Das Gesetz wurde am 29.12.2021 im Bundesgesetzblatt veröffentlicht und ist am 30.12.2021 in Kraft getreten.
Der Bundespräsident äußerte nach Unterzeichnung des Gesetzes erhebliche verfassungsrechtliche Bedenken an dem Gesetz und regte an, dieses erneut im Bundestag zu prüfen. Auch Bundesjustizminister Dr. Marco Buschmann plädierte am 11.1.2022 gegenüber der Deutschen Presse-Agentur dafür, das Gesetz noch einmal unter die Lupe zu nehmen; entsprechendes ist auch aus den Kreisen der Regierungsfraktionen zu hören.
Zugleich mit der Schaffung der Wiederaufnahmemöglichkeit wurde die zivilrechtliche Verjährung für Ansprüche aus den betreffenden, strafrechtlich unverjährbaren Delikten (§ 194 II BGB) abgeschafft. Hierzu hatte der Rechtsausschuss des Bundesrates in seiner Sitzung am 3.9.2021 erhebliche Bedenken aus Gründen des Rechtsfriedens und der Rechtssicherheit erhoben und deshalb einen Prüfauftrag an die neue Bundesregierung beschlossen.

▶ Aufgabenstellung A:
Geben Sie aus dem Textausschnitt zur Gesetzesänderung den Teil unverändert aus, der mit den Worten beginnt, die „Das Gesetz wurde“ enthalten, und mit „Regierungsfraktionen zu hören.“ endet.
Der Textausschnitt und die Einträge stammen aus verschiedenen Quellen.

▶ Übungsmaterial:
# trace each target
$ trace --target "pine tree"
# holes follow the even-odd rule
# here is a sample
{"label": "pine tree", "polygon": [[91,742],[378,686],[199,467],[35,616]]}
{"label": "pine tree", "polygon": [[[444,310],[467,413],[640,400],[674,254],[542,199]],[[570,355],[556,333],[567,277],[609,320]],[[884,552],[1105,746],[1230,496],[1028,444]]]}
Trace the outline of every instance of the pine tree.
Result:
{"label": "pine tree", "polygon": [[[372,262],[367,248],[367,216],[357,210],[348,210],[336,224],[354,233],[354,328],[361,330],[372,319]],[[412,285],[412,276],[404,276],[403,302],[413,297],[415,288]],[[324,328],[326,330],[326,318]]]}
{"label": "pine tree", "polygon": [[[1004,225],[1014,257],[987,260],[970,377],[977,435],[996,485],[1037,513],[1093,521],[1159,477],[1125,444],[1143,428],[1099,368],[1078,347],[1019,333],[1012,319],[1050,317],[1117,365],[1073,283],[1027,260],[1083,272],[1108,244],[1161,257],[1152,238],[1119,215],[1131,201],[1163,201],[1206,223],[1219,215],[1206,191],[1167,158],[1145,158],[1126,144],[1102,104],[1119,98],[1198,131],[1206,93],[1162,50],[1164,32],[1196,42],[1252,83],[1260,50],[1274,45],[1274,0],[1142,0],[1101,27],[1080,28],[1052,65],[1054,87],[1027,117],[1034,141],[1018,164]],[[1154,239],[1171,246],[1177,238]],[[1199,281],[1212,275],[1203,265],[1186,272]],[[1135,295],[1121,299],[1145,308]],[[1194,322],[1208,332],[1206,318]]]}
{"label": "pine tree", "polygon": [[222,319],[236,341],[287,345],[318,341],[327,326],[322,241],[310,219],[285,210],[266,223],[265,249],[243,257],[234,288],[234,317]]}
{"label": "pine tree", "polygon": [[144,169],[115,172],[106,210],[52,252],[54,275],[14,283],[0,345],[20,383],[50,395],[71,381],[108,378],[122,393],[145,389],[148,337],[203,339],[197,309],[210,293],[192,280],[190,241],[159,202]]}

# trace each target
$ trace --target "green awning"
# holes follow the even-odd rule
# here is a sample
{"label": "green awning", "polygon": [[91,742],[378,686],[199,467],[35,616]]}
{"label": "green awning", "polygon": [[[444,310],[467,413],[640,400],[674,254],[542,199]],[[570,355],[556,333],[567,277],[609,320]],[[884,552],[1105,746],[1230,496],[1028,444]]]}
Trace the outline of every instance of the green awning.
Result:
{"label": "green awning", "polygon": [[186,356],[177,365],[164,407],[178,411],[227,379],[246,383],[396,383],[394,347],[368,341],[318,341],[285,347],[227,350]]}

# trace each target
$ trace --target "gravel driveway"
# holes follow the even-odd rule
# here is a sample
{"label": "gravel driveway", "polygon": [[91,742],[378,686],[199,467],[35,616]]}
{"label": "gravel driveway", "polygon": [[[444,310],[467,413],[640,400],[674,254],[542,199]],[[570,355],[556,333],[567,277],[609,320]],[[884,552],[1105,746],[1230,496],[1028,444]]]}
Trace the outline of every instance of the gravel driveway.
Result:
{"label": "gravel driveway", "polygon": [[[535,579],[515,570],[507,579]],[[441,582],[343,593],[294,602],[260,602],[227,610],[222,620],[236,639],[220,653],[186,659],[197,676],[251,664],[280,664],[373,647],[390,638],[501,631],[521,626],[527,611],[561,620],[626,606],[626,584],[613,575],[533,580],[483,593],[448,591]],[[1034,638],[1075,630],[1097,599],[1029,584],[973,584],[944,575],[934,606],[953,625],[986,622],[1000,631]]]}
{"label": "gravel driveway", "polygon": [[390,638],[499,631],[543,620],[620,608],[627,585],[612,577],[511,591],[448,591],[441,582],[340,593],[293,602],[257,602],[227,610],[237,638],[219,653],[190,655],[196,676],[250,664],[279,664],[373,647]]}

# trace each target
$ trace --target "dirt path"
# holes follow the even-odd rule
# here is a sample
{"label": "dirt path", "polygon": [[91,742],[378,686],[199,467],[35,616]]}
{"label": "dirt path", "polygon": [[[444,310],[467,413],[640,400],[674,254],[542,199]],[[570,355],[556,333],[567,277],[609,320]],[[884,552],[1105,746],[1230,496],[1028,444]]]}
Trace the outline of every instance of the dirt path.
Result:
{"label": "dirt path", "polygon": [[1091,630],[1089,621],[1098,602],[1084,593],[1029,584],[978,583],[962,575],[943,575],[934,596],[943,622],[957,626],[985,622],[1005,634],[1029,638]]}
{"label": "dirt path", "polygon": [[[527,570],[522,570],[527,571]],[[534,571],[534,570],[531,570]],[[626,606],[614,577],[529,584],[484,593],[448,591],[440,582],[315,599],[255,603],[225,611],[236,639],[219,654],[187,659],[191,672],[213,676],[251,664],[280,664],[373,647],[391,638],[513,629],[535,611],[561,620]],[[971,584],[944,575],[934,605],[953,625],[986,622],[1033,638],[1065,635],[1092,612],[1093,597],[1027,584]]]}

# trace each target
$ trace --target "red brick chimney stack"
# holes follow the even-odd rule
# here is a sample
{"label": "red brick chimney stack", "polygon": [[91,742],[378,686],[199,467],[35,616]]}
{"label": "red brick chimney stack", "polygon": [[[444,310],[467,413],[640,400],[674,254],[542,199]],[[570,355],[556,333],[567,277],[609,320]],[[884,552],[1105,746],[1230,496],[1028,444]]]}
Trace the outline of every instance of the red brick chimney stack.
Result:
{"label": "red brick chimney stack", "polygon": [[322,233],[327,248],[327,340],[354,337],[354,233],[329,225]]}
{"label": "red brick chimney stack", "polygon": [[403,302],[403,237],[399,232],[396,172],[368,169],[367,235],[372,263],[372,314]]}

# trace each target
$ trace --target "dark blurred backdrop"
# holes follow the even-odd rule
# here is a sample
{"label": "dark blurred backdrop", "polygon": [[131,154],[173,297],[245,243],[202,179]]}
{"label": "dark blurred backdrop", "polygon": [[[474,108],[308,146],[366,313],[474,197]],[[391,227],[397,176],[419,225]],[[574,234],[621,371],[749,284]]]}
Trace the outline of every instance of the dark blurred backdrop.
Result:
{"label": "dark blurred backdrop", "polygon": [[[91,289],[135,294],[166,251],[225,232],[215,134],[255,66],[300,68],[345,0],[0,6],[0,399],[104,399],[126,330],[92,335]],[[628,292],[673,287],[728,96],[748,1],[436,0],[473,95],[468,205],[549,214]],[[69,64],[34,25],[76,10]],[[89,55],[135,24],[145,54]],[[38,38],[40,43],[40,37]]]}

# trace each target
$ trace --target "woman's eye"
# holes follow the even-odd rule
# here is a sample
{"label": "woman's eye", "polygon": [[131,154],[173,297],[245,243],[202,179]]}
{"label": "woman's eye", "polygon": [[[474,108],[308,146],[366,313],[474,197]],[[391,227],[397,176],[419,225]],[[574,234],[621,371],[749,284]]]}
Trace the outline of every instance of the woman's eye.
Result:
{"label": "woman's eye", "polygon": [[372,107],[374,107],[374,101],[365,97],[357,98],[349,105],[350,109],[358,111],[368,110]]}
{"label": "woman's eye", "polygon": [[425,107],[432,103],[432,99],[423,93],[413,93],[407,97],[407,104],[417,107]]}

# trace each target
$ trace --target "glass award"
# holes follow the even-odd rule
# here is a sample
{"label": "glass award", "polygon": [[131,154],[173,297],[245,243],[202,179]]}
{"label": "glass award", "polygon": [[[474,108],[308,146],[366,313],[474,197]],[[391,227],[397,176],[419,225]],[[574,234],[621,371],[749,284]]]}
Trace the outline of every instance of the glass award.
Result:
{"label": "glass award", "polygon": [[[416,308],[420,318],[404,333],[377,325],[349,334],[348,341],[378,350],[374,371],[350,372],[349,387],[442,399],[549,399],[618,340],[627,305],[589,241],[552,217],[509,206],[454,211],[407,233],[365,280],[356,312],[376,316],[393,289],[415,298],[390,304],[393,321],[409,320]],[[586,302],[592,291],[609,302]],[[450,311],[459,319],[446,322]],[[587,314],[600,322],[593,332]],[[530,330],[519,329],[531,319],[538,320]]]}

==

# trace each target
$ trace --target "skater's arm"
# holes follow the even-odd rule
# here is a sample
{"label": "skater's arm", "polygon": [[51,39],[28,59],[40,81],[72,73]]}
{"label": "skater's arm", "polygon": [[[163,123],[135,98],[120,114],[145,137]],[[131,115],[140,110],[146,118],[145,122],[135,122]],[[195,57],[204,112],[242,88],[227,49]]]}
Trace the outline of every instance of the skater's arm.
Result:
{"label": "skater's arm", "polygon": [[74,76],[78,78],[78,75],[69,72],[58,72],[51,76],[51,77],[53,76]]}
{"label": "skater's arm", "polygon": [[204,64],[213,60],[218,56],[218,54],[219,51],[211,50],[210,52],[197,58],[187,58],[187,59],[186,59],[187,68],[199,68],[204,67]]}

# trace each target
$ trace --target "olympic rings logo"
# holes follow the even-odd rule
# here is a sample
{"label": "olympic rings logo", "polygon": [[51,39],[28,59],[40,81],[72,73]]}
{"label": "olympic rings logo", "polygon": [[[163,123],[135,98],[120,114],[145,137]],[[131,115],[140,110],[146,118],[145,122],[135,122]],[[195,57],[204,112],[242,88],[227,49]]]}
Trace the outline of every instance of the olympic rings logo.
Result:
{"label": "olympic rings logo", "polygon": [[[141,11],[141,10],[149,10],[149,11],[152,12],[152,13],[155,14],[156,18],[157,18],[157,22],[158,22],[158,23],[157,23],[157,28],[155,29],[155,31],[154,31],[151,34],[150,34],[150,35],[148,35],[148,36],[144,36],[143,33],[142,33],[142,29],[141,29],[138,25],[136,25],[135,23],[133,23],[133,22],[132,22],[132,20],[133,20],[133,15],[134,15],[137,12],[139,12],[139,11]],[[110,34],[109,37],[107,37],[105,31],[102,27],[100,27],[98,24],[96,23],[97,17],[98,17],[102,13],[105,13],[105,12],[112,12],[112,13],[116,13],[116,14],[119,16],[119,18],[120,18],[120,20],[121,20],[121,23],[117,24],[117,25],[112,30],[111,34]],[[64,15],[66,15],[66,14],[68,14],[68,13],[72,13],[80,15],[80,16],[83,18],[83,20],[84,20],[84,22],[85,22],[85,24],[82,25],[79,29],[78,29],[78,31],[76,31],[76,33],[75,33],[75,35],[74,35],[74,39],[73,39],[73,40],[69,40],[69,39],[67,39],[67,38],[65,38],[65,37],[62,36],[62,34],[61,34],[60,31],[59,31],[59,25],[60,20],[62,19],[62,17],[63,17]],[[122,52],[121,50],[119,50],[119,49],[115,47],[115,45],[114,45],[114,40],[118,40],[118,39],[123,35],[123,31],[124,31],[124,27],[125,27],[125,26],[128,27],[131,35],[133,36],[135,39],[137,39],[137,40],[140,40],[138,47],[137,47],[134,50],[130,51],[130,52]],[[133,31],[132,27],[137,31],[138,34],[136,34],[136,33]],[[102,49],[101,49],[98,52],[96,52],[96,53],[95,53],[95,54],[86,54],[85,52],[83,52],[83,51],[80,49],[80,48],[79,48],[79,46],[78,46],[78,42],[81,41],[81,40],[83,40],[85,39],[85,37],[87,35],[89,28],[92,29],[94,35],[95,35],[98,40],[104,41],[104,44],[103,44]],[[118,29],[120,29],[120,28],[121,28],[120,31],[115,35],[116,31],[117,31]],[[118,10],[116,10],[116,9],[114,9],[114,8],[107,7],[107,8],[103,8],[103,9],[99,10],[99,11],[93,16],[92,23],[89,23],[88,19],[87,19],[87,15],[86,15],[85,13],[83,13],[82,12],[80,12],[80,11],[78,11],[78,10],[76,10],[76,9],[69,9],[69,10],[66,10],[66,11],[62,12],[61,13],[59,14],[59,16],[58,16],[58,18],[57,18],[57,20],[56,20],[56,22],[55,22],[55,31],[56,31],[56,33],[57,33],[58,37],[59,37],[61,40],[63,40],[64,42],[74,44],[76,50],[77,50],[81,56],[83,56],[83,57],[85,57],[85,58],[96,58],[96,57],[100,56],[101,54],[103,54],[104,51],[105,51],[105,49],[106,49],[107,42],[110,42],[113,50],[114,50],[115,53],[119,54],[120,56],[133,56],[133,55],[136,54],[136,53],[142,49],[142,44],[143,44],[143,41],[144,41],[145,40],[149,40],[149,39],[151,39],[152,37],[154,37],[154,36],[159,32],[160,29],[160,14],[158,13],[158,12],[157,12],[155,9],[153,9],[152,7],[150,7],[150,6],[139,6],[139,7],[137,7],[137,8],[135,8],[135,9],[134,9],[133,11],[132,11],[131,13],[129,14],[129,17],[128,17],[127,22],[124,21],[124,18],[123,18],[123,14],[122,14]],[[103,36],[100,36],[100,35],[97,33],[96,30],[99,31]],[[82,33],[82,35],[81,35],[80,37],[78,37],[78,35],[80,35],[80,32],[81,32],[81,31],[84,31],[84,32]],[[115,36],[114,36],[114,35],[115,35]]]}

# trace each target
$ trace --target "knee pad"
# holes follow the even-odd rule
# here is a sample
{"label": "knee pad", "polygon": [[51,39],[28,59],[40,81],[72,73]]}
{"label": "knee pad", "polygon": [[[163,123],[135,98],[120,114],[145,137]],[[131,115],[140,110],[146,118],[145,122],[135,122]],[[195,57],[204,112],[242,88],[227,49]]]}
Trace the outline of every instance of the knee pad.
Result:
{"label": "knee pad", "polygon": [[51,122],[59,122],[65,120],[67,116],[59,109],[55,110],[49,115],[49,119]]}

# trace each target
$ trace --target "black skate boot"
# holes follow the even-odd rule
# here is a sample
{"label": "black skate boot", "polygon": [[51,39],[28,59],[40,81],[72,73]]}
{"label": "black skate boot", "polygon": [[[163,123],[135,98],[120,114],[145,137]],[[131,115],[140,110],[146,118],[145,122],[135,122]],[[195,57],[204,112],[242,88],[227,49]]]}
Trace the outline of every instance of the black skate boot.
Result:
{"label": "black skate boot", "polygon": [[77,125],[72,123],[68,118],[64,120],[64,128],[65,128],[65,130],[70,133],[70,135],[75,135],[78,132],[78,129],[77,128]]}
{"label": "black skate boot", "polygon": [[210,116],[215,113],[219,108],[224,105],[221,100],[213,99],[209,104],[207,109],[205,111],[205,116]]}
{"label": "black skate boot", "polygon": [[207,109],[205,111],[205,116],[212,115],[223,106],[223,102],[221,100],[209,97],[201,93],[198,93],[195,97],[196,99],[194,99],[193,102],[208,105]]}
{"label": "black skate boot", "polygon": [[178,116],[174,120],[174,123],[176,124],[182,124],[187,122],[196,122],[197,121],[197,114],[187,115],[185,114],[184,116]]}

▶ Aufgabenstellung B:
Zählen Sie die Zeilen der Einträge, in denen die Zeichenfolge „knee“ vorkommt, und geben Sie nur diese Zahl an.

▶ Musterlösung A:
Das Gesetz wurde am 29.12.2021 im Bundesgesetzblatt veröffentlicht und ist am 30.12.2021 in Kraft getreten.
Der Bundespräsident äußerte nach Unterzeichnung des Gesetzes erhebliche verfassungsrechtliche Bedenken an dem Gesetz und regte an, dieses erneut im Bundestag zu prüfen. Auch Bundesjustizminister Dr. Marco Buschmann plädierte am 11.1.2022 gegenüber der Deutschen Presse-Agentur dafür, das Gesetz noch einmal unter die Lupe zu nehmen; entsprechendes ist auch aus den Kreisen der Regierungsfraktionen zu hören.

▶ Musterlösung B:
5